What you will do:
(a) According to the project description, what is the end date of the project?
(b) Copy the project description starting with "Sea Salt Aerosol above" and going on through "at high latitudes.", swapping "Arctic" for "Antarctic" each time it appears.

Source passage:
■ ■ ■ ■
Sea Salt Aerosol above Arctic Sea Ice - sources, processes and climate impacts

Start date
1 January, 2019
End date
31 December, 2021

Sea salt aerosol (SSA) may influence regional climate directly through scattering of radiation or indirectly via its role as cloud-forming particles. While it is well known that SSA can be cloud condensation nuclei (CCN) forming cloud droplets, it has been shown only recently that SSA can also be a source of ice nucleating particles (INP) forming ice crystals, depending on its chemical composition and surface shape. Arctic clouds are poorly represented in climate models, which is partly due to a lack of understanding of source and nucleating capability of natural aerosol in the high Arctic. Aerosol models for example do currently not capture aerosol maxima in the Arctic winter/spring observed at high latitudes.
■ ■ ■ ■
Dataset content:
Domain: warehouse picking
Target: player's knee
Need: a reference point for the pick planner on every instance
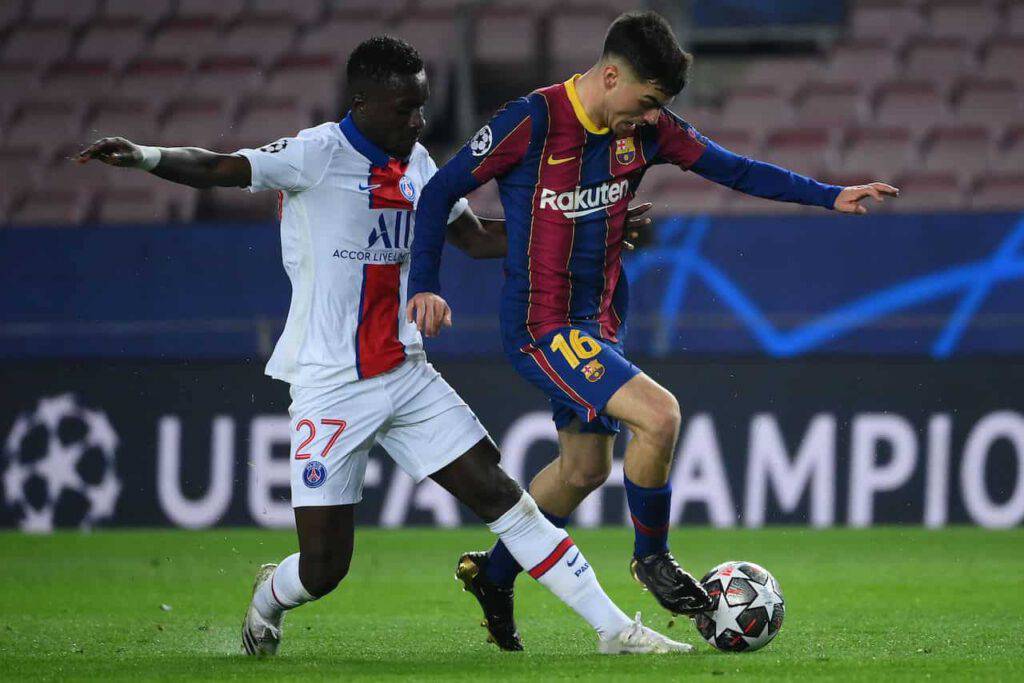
■ ■ ■ ■
Results for the exercise:
(a) 31 December, 2021

(b)
Sea Salt Aerosol above Antarctic Sea Ice - sources, processes and climate impacts

Start date
1 January, 2019
End date
31 December, 2021

Sea salt aerosol (SSA) may influence regional climate directly through scattering of radiation or indirectly via its role as cloud-forming particles. While it is well known that SSA can be cloud condensation nuclei (CCN) forming cloud droplets, it has been shown only recently that SSA can also be a source of ice nucleating particles (INP) forming ice crystals, depending on its chemical composition and surface shape. Antarctic clouds are poorly represented in climate models, which is partly due to a lack of understanding of source and nucleating capability of natural aerosol in the high Antarctic. Aerosol models for example do currently not capture aerosol maxima in the Antarctic winter/spring observed at high latitudes.